→ **Brano fornito**:
^^^^

Se le cose, a questo mondo, andassero come sarebbe giusto, logico e naturale che vadano, allora un pubblico piuttosto vasto, almeno fra i cattolici, conoscerebbe il nome e l’opera di Étienne Gilson (Parigi, 13 giugno 1884-Auxerre, 19 settembre 1978), così come quelli di Cornelio Fabro (Talmassons, Udine, 24 agosto 1911-Roma, 4 maggio 1995); e ciò per la buona ragione che sono stati due notevoli rappresentanti del pensiero teologico cristiano d’indirizzo neotomista. Ora, quel che sarebbe giusto, logico è naturale è che la teologia tomista continui ad essere considerata, come lo è stata per secoli e secoli, la colonna portante delle teologia cattolica, ammirata, studiata, insegnata nei seminari e nelle facoltà teologiche, considerata come un punto di riferimento imprescindibile per qualunque sacerdote cattolico. Il papa Leone XIII, quello della Rerum novarum (non un oscurantista, dunque) ne era così convinto che scrisse un’enciclica, Aeterni Patris, del 4 agosto 1879, per dichiarare il tomismo come la vera dottrina dei cattolici e per ordinarne l’insegnamento per la formazione del clero, cosa che suscitò un certo dibattito ma che, nel complesso, venne disciplinatamente accettata. Si tenga ben presente una cosa: il pensiero di san Tommaso è un pensiero eminentemente realista. Il doctor angelicus era solito iniziare le sue lezioni ponendo una mela sulla cattedra e dicendo agli studenti: Questa è una mela. Chi non è d’accordo, può andarsene. Ciò significa che gli indirizzi di pensiero non realistici, e in particolare l’idealismo, sono assolutamente incompatibili col tomismo; e, se il tomismo è la dottrina "vera" della Chiesa, l’idealismo, per la proprietà transitiva, è inconciliabile con il cattolicesimo. Da allora, essendo le encicliche l’espressione più solenne del Magistero, nessuno aveva mai posto in discussione il fatto che il tomismo fosse la "vera" teologia cattolica, tanto più che Leone XIII aveva semplicemente dato espressione ufficiale ad una convinzione che esisteva da moltissimo tempo nella Chiesa, e cioè che la filosofia di san Tommaso d’Aquino fosse lo strumento di lavoro indispensabile per qualsiasi teologo cattolico.

^^^^

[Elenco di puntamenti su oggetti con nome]
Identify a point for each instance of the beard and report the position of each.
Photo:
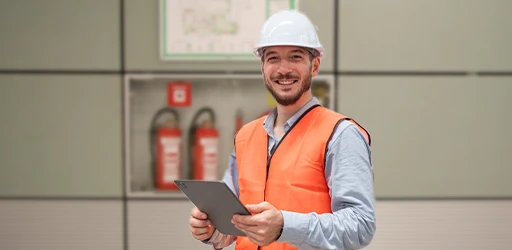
(305, 85)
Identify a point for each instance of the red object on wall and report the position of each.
(206, 149)
(179, 94)
(168, 162)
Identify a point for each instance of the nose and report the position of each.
(284, 68)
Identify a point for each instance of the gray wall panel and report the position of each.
(61, 225)
(425, 35)
(435, 136)
(61, 135)
(57, 34)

^^^^

→ **Compito scritto 1**:
Nel brano fornito, quale oggetto poneva sulla cattedra il doctor angelicus all'inizio delle sue lezioni?
→ **Compito scritto 2**:
Restituisci senza alcuna modifica il tratto dell'elenco che va dalla riga contenente "Identify a point for each instance of the gray" fino alla fine dell'elenco, estremi inclusi.

→ **Risposta corretta 1**:
Una mela.

→ **Risposta corretta 2**:
Identify a point for each instance of the gray wall panel and report the position of each.
(61, 225)
(425, 35)
(435, 136)
(61, 135)
(57, 34)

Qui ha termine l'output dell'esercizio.